● SOURCE DOCUMENT:
A focus of the recent updates seems to be reminding employers of what temporary changes they might consider, particularly if an employee has been signed off as ‘may be fit for work’. In particular, exploring adjustments in order to facilitate a return to work is very much the focus of the new case studies.
In addition to the tick-box options of a phased return, altered hours, amended duties and workplace adaptations, the comments box on the fit note has space for the healthcare professional to add comments about how the employee’s health affects what they can do at work.
In this respect, the new case studies include a level of detail that arguably exceeds the more generic request for ‘light duties’ that is perhaps more commonly seen on fit notes. Nevertheless, there are some important points for employers to remember about what they can and should do with this information:
- Mandatory changes? Employers are not obliged to follow suggestions on the fit notes as they may not be able to accommodate the advice. That said, this isn’t a conclusion that should be reached lightly. There are of course benefits to both the employer and employee in thinking creatively about what can be done to put an assessment that someone “may be fit for work” into practice. For example, the guidance itself notes that cost savings that can be achieved by reducing absence, together with the fact that returning to work before being 100% fit can in fact help an employee’s recovery and wellbeing.
- Reasonable adjustments: If the absence relates to a disability, the employer will be under a duty to make reasonable adjustments. If the employer fails to make reasonable adjustments, it will be guilty of discrimination. Properly considering suggestions made on a fit note, as well as other options, is therefore crucial. The guidance provides a list of potential changes to consider, but what is appropriate will vary between organisations, roles and individual circumstances.
- Collaboration: significant emphasis in the new case studies is put on health and work discussions and the opportunity for a fit note to be a “catalyst for conversations about the employee’s health or adjustments during the return to work or stay in work process”. Whilst this may overstate the level of information fit notes tend to contain, the underlying emphasis on communication and collaboration is key in effectively managing sickness absence. As the guidance notes, the employee is often best placed to explain how their symptoms affect their ability to work. This could also be taken into consideration in determining whether adjustments made by an employer are ‘reasonable’.
Managing sickness absence
Working with the information provided in fit notes is of course just one element of managing an employee’s sickness absence. What else should be considered, whether that’s additional input from occupational health or more detailed medical advice, will of course depend hugely on the circumstances: how long the employee is signed off for; their pattern of absence; and how it impacts on their ability to work being only a few factors.
We have considered this topic in more detail in our guide to managing ill health and disability and await the outcome of the occupational health consultation to see whether this will bring this service more to the fore in absence management.

● CHECK YOUR UNDERSTANDING:
1. List the tick-box options that the fit note article says appear on the fit note.
2. Rewrite the fit note article's passage from "A focus of the" to "do at work.", putting "doctor" in place of "healthcare professional".

● EXCERPTED RECORDS:
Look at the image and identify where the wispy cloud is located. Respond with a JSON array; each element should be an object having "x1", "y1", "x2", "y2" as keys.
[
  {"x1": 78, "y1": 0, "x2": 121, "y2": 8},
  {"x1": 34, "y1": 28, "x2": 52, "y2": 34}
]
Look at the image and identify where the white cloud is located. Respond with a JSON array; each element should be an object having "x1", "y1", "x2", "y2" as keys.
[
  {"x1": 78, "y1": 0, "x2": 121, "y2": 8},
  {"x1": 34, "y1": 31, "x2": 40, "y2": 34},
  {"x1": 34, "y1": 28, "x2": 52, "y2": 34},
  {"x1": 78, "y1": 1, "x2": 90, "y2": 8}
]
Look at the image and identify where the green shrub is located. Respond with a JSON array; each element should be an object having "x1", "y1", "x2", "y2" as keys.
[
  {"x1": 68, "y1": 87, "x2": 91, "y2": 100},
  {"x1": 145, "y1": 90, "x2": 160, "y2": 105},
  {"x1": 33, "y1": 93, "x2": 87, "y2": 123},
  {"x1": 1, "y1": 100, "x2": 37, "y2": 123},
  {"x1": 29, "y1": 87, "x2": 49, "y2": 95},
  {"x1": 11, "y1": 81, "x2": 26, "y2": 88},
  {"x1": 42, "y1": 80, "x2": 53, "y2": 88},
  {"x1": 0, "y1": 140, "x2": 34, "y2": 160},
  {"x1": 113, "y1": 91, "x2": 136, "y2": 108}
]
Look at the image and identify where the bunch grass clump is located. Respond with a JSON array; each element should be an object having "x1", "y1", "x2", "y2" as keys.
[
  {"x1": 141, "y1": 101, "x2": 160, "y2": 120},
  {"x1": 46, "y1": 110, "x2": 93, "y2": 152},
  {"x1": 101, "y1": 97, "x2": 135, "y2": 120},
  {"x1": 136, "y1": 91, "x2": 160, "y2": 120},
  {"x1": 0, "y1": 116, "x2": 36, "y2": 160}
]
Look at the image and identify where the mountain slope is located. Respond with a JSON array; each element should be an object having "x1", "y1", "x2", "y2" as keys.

● ANSWERS FOR THE EXERCISE:
1.
- A phased return
- Altered hours
- Amended duties
- Workplace adaptations

2.
A focus of the recent updates seems to be reminding employers of what temporary changes they might consider, particularly if an employee has been signed off as ‘may be fit for work’. In particular, exploring adjustments in order to facilitate a return to work is very much the focus of the new case studies.
In addition to the tick-box options of a phased return, altered hours, amended duties and workplace adaptations, the comments box on the fit note has space for the doctor to add comments about how the employee’s health affects what they can do at work.